----- GIVEN DATA
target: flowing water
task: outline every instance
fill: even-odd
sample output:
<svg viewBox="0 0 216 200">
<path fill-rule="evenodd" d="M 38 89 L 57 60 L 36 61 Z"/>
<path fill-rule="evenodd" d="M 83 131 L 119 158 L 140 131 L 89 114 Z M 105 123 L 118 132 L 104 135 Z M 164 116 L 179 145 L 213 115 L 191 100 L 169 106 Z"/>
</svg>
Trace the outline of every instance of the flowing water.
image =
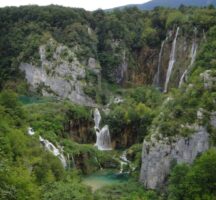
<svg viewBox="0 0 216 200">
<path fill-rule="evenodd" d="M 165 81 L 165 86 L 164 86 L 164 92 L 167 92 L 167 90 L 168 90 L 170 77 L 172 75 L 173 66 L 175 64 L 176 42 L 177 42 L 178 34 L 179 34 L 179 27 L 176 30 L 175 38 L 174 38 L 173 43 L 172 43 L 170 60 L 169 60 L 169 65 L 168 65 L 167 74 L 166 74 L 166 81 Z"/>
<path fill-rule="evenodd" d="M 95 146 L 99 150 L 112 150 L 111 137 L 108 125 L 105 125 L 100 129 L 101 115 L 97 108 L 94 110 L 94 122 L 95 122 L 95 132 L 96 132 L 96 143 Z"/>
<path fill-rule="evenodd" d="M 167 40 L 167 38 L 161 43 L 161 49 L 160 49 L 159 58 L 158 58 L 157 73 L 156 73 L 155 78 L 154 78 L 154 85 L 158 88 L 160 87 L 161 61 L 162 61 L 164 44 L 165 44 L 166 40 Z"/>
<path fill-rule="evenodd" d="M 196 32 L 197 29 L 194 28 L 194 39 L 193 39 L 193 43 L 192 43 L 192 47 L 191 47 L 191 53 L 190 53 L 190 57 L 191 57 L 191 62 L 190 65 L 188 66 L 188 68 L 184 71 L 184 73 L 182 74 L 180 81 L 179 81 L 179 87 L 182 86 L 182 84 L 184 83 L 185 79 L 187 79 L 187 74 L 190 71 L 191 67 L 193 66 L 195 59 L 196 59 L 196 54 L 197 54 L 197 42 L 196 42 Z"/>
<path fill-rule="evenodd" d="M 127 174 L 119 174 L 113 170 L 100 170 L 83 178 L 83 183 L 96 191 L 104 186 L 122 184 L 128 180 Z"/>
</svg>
----------
◆ EXERCISE DIRECTIONS: Repeat the records above line for line without changing anything, but leave out the pictures.

◆ ANSWER TO THE PROBLEM:
target: flowing water
task: outline every instance
fill: even-odd
sample output:
<svg viewBox="0 0 216 200">
<path fill-rule="evenodd" d="M 38 89 L 57 60 L 36 61 Z"/>
<path fill-rule="evenodd" d="M 83 131 L 119 158 L 140 131 L 89 114 Z M 105 123 L 118 132 L 104 135 Z M 164 116 L 179 145 L 213 115 L 191 100 L 169 106 Z"/>
</svg>
Trace the outline of every instance of the flowing water.
image =
<svg viewBox="0 0 216 200">
<path fill-rule="evenodd" d="M 165 81 L 165 86 L 164 86 L 164 92 L 167 92 L 167 90 L 168 90 L 170 77 L 172 75 L 173 66 L 175 64 L 176 42 L 177 42 L 178 34 L 179 34 L 179 27 L 176 30 L 175 38 L 174 38 L 173 43 L 172 43 L 170 60 L 169 60 L 169 65 L 168 65 L 167 74 L 166 74 L 166 81 Z"/>
<path fill-rule="evenodd" d="M 95 146 L 99 150 L 112 150 L 111 137 L 108 125 L 105 125 L 100 129 L 101 115 L 97 108 L 94 110 L 94 122 L 95 122 L 95 132 L 96 132 L 96 143 Z"/>
<path fill-rule="evenodd" d="M 167 40 L 167 38 L 161 43 L 161 49 L 160 49 L 159 58 L 158 58 L 157 73 L 156 73 L 155 78 L 154 78 L 154 85 L 158 88 L 160 87 L 161 61 L 162 61 L 164 44 L 165 44 L 166 40 Z"/>
<path fill-rule="evenodd" d="M 196 32 L 197 29 L 194 28 L 194 39 L 193 39 L 193 43 L 192 43 L 192 47 L 191 47 L 191 53 L 190 53 L 190 57 L 191 57 L 191 62 L 190 65 L 188 66 L 188 68 L 184 71 L 184 73 L 182 74 L 180 81 L 179 81 L 179 87 L 182 86 L 182 84 L 184 83 L 185 79 L 187 79 L 187 74 L 190 71 L 191 67 L 193 66 L 195 59 L 196 59 L 196 54 L 197 54 L 197 42 L 196 42 Z"/>
<path fill-rule="evenodd" d="M 127 174 L 119 174 L 113 170 L 100 170 L 83 178 L 83 183 L 96 191 L 104 186 L 122 184 L 128 180 Z"/>
</svg>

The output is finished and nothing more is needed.